Object location annotation data:
---
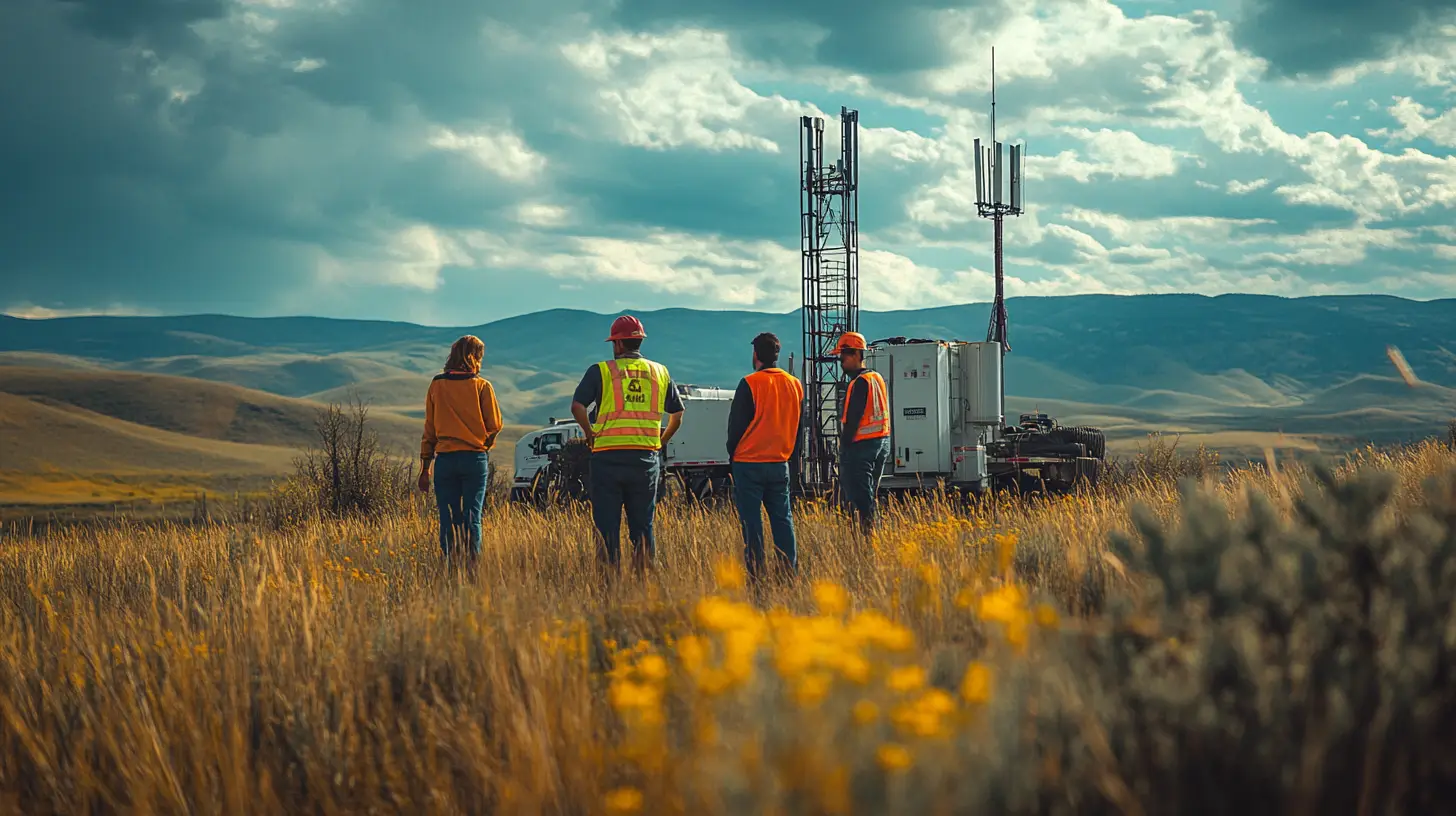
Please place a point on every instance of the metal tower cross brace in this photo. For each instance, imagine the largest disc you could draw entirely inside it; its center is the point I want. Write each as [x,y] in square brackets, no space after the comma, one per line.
[829,229]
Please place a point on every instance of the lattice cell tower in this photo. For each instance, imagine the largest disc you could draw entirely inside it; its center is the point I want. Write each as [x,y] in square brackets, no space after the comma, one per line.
[829,229]
[995,201]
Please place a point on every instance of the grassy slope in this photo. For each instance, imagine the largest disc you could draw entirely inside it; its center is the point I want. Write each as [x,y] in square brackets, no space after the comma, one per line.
[338,669]
[63,453]
[88,436]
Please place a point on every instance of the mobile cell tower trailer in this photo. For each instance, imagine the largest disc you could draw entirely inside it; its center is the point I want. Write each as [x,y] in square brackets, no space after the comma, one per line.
[947,398]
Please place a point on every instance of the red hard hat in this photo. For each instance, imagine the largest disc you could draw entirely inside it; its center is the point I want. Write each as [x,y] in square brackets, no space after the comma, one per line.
[626,327]
[851,340]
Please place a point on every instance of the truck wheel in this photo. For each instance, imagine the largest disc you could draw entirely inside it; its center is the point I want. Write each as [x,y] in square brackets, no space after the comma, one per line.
[1091,439]
[1094,439]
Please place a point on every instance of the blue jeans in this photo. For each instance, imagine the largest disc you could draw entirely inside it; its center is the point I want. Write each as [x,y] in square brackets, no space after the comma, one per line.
[623,480]
[460,478]
[765,484]
[861,464]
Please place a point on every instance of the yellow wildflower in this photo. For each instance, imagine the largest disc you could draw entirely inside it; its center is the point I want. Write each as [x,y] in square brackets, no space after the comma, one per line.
[653,668]
[893,756]
[623,800]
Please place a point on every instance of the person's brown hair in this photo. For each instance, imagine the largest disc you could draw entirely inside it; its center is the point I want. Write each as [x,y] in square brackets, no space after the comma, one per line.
[766,347]
[466,354]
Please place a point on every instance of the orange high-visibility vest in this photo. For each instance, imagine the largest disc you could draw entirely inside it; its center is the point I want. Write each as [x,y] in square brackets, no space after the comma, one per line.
[875,423]
[778,401]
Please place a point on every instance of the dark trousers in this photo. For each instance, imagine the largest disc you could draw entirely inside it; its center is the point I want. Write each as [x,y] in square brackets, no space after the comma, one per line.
[861,464]
[766,485]
[460,478]
[623,481]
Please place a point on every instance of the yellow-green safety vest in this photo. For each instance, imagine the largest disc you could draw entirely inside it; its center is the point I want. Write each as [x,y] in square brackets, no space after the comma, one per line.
[634,397]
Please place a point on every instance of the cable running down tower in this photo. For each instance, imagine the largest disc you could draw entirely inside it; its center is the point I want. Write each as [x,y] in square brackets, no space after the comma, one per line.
[992,203]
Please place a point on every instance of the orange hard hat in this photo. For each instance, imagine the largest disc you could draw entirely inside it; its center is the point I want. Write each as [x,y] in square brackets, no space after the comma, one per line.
[851,340]
[626,327]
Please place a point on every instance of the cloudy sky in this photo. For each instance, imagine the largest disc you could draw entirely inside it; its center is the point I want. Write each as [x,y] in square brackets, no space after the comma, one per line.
[462,161]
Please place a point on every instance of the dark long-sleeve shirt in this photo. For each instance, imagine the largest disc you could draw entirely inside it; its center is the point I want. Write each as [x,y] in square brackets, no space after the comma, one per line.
[741,416]
[858,397]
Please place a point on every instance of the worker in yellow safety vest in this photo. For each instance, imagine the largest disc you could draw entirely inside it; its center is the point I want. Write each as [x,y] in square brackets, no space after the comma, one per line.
[864,442]
[619,404]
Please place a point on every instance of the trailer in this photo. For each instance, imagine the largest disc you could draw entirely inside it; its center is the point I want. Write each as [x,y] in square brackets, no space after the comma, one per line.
[552,462]
[947,426]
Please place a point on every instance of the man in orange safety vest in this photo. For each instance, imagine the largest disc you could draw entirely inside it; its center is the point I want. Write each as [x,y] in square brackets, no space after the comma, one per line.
[864,442]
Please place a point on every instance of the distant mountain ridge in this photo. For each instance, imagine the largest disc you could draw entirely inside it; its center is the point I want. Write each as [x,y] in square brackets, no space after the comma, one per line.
[1244,357]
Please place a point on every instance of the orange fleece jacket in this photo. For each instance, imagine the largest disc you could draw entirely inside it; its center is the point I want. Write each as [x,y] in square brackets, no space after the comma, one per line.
[460,414]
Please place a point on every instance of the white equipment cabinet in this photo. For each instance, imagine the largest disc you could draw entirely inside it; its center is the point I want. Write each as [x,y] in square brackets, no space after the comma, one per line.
[934,430]
[947,424]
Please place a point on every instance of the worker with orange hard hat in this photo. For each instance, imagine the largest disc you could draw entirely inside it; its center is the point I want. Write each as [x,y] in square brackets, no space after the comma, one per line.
[619,405]
[864,442]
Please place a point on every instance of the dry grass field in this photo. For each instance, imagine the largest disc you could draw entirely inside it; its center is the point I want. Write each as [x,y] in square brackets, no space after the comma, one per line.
[1267,643]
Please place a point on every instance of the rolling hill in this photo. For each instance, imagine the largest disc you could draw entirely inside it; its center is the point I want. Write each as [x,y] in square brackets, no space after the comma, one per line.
[77,436]
[1311,366]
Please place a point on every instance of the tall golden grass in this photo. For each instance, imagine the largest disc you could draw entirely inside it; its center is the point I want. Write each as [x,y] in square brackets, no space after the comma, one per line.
[341,668]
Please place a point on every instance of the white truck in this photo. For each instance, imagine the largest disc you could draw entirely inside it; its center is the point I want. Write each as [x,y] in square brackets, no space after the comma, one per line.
[695,461]
[947,424]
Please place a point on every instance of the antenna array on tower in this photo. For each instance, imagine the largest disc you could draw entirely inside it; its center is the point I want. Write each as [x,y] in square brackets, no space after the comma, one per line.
[995,201]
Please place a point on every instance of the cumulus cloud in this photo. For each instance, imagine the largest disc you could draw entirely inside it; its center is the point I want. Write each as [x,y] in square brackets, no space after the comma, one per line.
[366,158]
[1316,37]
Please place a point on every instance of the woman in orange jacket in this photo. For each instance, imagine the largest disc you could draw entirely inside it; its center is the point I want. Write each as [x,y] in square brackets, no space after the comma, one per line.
[462,421]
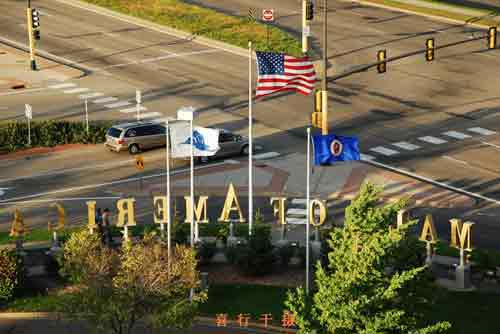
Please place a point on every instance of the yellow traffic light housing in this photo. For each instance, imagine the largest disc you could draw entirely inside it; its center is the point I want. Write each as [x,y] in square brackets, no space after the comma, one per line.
[429,54]
[492,38]
[382,58]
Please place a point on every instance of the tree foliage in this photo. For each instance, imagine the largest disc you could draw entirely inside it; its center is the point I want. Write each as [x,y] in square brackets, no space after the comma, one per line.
[373,282]
[138,283]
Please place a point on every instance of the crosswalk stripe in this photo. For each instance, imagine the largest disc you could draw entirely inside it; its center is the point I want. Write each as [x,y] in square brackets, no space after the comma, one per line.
[384,150]
[150,114]
[118,104]
[482,131]
[76,90]
[90,95]
[432,140]
[63,85]
[456,134]
[406,146]
[106,100]
[133,109]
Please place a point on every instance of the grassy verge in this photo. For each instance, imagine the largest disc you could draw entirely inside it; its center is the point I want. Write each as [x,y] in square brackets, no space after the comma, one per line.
[438,12]
[206,22]
[467,311]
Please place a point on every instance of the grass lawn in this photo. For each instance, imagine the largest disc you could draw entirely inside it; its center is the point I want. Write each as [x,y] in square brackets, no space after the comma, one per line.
[207,23]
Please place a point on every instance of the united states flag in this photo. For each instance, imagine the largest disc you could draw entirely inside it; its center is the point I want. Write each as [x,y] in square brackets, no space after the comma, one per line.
[278,72]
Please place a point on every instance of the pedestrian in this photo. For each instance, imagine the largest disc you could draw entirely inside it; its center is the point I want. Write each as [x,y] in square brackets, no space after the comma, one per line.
[98,221]
[106,226]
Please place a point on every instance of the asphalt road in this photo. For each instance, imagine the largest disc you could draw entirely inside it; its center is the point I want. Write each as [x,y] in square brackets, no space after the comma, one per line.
[406,105]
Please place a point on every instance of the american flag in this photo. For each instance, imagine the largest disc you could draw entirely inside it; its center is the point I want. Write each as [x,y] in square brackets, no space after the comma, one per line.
[278,72]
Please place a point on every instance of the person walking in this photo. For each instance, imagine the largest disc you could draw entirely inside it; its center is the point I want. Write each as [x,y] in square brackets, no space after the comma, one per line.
[106,226]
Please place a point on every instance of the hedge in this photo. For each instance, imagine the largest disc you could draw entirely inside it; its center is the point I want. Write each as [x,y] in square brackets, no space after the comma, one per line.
[14,134]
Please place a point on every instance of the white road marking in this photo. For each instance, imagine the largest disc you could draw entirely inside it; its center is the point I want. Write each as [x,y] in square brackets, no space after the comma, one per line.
[133,109]
[490,144]
[118,104]
[90,95]
[455,160]
[76,90]
[366,157]
[266,155]
[150,114]
[156,59]
[406,146]
[63,85]
[432,140]
[482,131]
[384,151]
[456,135]
[19,199]
[433,182]
[106,100]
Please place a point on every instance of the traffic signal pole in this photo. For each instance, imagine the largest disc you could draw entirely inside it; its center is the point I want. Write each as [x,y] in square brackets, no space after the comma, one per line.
[324,82]
[31,37]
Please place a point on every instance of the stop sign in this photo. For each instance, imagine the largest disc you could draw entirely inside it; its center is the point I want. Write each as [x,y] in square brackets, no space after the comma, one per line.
[268,15]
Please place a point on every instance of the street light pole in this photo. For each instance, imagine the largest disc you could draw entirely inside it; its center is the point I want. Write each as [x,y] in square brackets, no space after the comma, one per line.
[324,83]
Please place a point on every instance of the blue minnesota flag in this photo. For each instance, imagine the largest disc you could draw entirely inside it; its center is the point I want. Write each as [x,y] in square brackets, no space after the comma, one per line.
[329,149]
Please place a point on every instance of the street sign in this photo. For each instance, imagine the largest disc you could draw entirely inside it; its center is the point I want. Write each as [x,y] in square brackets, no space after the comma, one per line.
[268,15]
[139,162]
[28,112]
[138,97]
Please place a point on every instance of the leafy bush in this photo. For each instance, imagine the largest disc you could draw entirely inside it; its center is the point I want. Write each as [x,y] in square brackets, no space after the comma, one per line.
[13,135]
[10,274]
[257,257]
[206,250]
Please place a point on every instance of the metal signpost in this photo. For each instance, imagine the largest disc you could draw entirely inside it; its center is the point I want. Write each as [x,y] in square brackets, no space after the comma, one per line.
[138,99]
[29,116]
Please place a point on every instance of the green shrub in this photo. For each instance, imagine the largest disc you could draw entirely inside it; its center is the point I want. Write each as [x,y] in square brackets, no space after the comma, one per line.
[206,250]
[257,257]
[11,274]
[14,134]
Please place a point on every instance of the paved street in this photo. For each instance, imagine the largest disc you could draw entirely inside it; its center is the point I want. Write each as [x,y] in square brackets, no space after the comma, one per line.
[438,121]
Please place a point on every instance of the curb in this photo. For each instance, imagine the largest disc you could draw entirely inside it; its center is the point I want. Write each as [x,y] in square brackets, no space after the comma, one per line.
[430,16]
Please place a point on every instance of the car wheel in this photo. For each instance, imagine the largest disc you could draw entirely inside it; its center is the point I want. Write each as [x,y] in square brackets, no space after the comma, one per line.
[133,149]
---
> [Task goal]
Make an exact copy of every line from the one with "Please place a point on every instance of the curb" to the end of the data, with the first and last of those lines included.

> [The output]
Please place a point on every instance of the curb in this photo. For each instance, imagine the largest disc you could draw entirely inside it; its center is the point I want. Write each as [x,y] in square brackets, no space after the comma, one per line.
[430,16]
Please place a point on every instance of the car wheel in this photo. For each instance, imagine the largest disc you could draw entirely inside it; its center is the point I want. Write each as [x,y] in square brackets, no space after the comma, one per line.
[133,149]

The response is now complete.